(Texto extraído)
───

E se a menina Júlia, no final da peça de Strindberg, não se tivesse suicidado como o dramaturgo insinua (mas não mostra)?
E se, passados 32 anos, João e Júlia gerissem um modesto hotel junto a uma estação de comboios e não à beira do Lago Como, tal como chegaram a fantasiar?
Tiago Rodrigues imagina como poderia ter sido.
Num primeiro momento assistimos a uma noite típica na cozinha do hotel, entre João e Júlia no tempo presente, e à sua rotina. Falam com o público e entre si, de como ali acabaram e de como, à sua maneira, são felizes. Rotinas de um casal de longa data.
No que podemos chamar de segundo acto, entram em cena as três personagens originais (jovens), e assistimos a uma versão condensada do texto de Strindberg. Os actores mais velhos assistem em cena à atribulada noite de São João entre Júlia e João.

───

(Material fornecido)

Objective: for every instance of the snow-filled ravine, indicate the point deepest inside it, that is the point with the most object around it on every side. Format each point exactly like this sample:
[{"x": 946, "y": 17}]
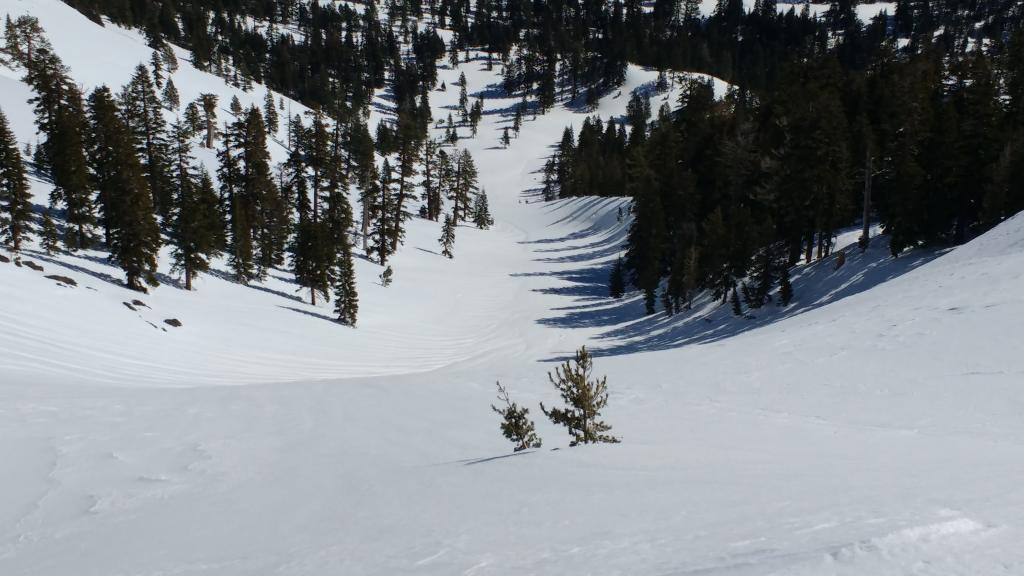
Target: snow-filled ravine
[{"x": 875, "y": 426}]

───

(Desafio 1) Transcreva, por favor, o texto sobre a peça de Tiago Rodrigues desde "E se a menina" até "poderia ter sido.", inclusive.
(Desafio 2) Dê seguimento ao texto sobre a peça de Tiago Rodrigues a partir da última frase apresentada.
Este material tem outra origem.

(Resposta escrita 1)
E se a menina Júlia, no final da peça de Strindberg, não se tivesse suicidado como o dramaturgo insinua (mas não mostra)?
E se, passados 32 anos, João e Júlia gerissem um modesto hotel junto a uma estação de comboios e não à beira do Lago Como, tal como chegaram a fantasiar?
Tiago Rodrigues imagina como poderia ter sido.

(Resposta escrita 2)
Júlia é filha de um conde que, na tal noite de São João, seduz o mordomo João, noivo da cozinheira Cristina. João e Júlia entram num jogo perigoso e nada inocente, com consequências imprevisíveis e que põe em foco as diferenças sociais e o papel homem / mulher.
Vicente Wallenstein (João) e Helena Caldeira (Júlia) são dois excelentes interpretes, cheios de energia e intensidade. Somos transportados sem esforço para as cenas que estiveram na imaginação do dramaturgo sueco.
Num terceiro momento, entra em cena a Cristina do presente, numa visita inesperada. Nessa visita, desconfortável para todos, confronta João e Júlia com o passado e com o que a sua vida se tornou. No ponto alto desse confronto, Tiago Rodrigues põe em prática um jogo de diálogos cruzados e de vai-vem entre os actores mais velhos e os mais novos, muito bem conseguido.
Todo o elenco está num excelente nível, mas volto a destacar os jovens Vicente Wallenstein e Helena Caldeira.
Tanto o texto original como o novo texto são muito bem trabalhados, o que produz um ritmo fluido, sem quebras.
A cenografia adapta-se às duas épocas, tal como a música.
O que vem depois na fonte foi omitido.